··· EXCERPT PROVIDED

Brazilian agrifoodtech investor SP Ventures has closed its latest fund on $41.5 million. The fourth close adds big-name investors to the table including Banco do Brasil, one of the largest financial institutions in the country with 50% of the credit and insurance market in the region.
“We’ve always been engaging with Banco do Brasil to discuss technology adoption and new general trends over the past few years,” Francisco Jardim, founding partner at SP Ventures, tells AFN.
“The time has really come for Brazil to build a new high-tech financial services industry across the board. Agriculture is one of the core pillars of this new financial services industry. If you look at the probably 20 unicorns that were built over the past six to seven years in Brazil, most of these were in the fintech space and none of these were in the ag space yet. We believe that the ag fintech space will be a major producer of unicorns. This has started to appear on Banco do Brasil’s and Banco do Brasil Seguridade’s radars,” Jardim adds.
Founded in 2007, SP Ventures focuses on Series A-stage deals across a variety of segments with check sizes landing around $100,000 to $6 million.

······
··· EXTRACTED DATA

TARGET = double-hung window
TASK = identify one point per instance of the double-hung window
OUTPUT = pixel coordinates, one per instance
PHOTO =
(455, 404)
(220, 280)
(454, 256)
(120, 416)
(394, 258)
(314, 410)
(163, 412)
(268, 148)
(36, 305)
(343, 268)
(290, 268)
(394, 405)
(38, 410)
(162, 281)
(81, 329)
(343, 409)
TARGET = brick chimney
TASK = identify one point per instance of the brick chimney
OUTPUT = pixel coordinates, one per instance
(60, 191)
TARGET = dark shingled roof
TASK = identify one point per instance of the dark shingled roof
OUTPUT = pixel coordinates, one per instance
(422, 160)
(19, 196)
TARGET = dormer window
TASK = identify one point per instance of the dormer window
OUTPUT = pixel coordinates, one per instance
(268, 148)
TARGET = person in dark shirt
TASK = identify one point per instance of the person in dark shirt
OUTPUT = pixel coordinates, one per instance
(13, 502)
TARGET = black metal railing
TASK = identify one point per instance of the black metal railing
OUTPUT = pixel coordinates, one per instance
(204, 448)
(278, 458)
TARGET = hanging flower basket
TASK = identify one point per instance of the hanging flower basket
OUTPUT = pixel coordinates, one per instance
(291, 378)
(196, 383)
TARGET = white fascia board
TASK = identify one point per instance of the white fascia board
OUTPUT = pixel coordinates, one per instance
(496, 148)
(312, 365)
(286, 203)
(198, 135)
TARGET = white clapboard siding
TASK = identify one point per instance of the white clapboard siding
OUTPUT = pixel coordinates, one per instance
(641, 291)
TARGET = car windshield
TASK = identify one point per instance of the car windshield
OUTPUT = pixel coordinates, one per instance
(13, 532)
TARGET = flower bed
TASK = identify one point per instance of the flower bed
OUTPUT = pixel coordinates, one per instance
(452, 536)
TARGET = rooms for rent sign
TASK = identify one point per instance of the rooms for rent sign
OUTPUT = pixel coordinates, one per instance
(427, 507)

······

- _TASK LIST_
[1] In the article on SP Ventures' fund, shorten the paragraph beginning "Brazilian agrifoodtech investor SP Ventures" while keeping its main facts.
[2] According to the article on SP Ventures' fund, what range do the firm's check sizes usually fall in?
[3] Write the next part of the article on SP Ventures' fund, picking up after its final sentence.
The records aren't needed for this work.

- _EXERCISE RESPONSES_
[1] Brazilian agrifoodtech investor SP Ventures closed its latest fund at $41.5 million. The fourth close brought in Banco do Brasil, which holds 50% of the region's credit and insurance market.

[2] From around $100,000 to $6 million.

[3]
In just over a year, the firm has reached its fourth closing date and executed nine investments. The third closing, which it announced in August 2020, brought the International Finance Corporation on board, which is an affiliate of the World Bank. At the same time, it also announced an exit from fintech startup Brain Ag.
In August 2020, SP Ventures announced the first close of the fund at roughly 90 million reals ($16.3 million). It attracted big backers including BASF, Syngenta Ventures, and FoF Capira, which has anchor investors including Bill Gates, Paul Allen, and the Ford Foundation.
Operating in over 60 countries, Yara is targeting investment opportunities that can decarbonize its food chain. Working with SP Ventures provides it with additional focus on the LatAm market, according to Erkki Aaltonen, head of Yara Growth Ventures.
“We are very bullish on Latin America. There is a robust and growing startup ecosystem full of entrepreneurs with a clear understanding of agriculture who are tackling real problems. We see a lot of white space and latent demand potential across the region,” Aaltonen said. “[SP Ventures] knows the market better than anyone and they’re a pleasure to work with.”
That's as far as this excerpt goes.